### PROBLEMS TO SOLVE
1. In the pose-estimation tutorial excerpt, rename "cookie" to "biscuit" and write the section out again, beginning at the words "const cookie: HTMLImageElement" and stopping after "on a canvas.".
2. Write what comes next in the pose-estimation tutorial, picking up after its final sentence.

### EXCERPTED PASSAGE
● ● ● ● ●

Then we pass them on to the GameManager, so they are used when targets or new players show up:

// src/main.tsx
//...
const cookie: HTMLImageElement = document.getElementById("cookie") as HTMLImageElement;
const mouth: HTMLImageElement = document.getElementById("mouth") as HTMLImageElement;
captureCamera().then(stream => {
  const renderer = new CanvasRenderer(stream, video, canvas);
  renderer.renderCanvas();
  const manager = new GameManager(renderer, container, 0, [mouth, cookie]);
  manager.startGame();
})

Conclusion

By following this tutorial, you’ve taken a significant step towards understanding and utilizing real-time pose estimation in web applications. We’ve explored how to set up a basic project with Vite, access and manipulate the webcam feed, integrate TensorFlow’s MoveNet for pose detection, and creatively use these poses to interact with game elements rendered on a canvas.

● ● ● ● ●

### PROVIDED INFORMATION
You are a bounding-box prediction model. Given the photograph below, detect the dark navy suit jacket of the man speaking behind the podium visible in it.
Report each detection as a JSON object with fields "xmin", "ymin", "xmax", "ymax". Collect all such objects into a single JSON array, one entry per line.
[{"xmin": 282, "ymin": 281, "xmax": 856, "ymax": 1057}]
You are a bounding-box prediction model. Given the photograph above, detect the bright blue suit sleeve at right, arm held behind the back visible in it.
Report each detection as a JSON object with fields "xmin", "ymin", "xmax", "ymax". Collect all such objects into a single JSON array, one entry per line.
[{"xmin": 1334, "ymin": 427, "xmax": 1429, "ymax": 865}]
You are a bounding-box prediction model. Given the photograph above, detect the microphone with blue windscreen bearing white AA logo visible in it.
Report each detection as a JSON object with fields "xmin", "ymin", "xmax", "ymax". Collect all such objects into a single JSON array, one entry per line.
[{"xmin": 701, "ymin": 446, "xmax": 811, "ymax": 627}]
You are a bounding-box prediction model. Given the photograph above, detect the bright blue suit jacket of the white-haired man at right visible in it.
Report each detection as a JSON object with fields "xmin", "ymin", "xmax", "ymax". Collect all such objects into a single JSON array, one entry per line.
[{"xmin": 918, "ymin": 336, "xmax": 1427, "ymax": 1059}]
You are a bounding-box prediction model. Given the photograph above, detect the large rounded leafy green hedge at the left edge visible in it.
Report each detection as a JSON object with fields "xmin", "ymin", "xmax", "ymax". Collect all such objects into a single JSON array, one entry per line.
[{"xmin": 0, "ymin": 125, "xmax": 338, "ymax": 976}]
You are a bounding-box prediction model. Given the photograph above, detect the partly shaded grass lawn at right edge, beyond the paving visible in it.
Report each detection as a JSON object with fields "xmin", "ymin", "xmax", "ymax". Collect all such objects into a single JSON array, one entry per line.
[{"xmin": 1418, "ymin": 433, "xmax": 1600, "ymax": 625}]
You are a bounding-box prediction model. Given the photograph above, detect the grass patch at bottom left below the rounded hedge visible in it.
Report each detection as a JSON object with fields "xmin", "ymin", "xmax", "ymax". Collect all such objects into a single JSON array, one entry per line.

● ● ● ● ●

### SET OF ANSWERS
1.
const biscuit: HTMLImageElement = document.getElementById("biscuit") as HTMLImageElement;
const mouth: HTMLImageElement = document.getElementById("mouth") as HTMLImageElement;
captureCamera().then(stream => {
  const renderer = new CanvasRenderer(stream, video, canvas);
  renderer.renderCanvas();
  const manager = new GameManager(renderer, container, 0, [mouth, biscuit]);
  manager.startGame();
})

Conclusion

By following this tutorial, you’ve taken a significant step towards understanding and utilizing real-time pose estimation in web applications. We’ve explored how to set up a basic project with Vite, access and manipulate the webcam feed, integrate TensorFlow’s MoveNet for pose detection, and creatively use these poses to interact with game elements rendered on a canvas.

2.
But the journey doesn’t have to end here. The flexibility of the technologies we’ve discussed allows for vast creativity and innovation. Consider enhancing the game with additional features like multiple pose tracking, integrating more complex game mechanics, or optimizing performance for various devices.

If you found this guide helpful or have developed something unique based on this foundation, don’t hesitate to share your results or contribute to the companion repository. Engaging with a community can provide valuable feedback and new ideas, and help others on their development journey. Let’s continue to push the boundaries of what’s possible with interactive web technologies!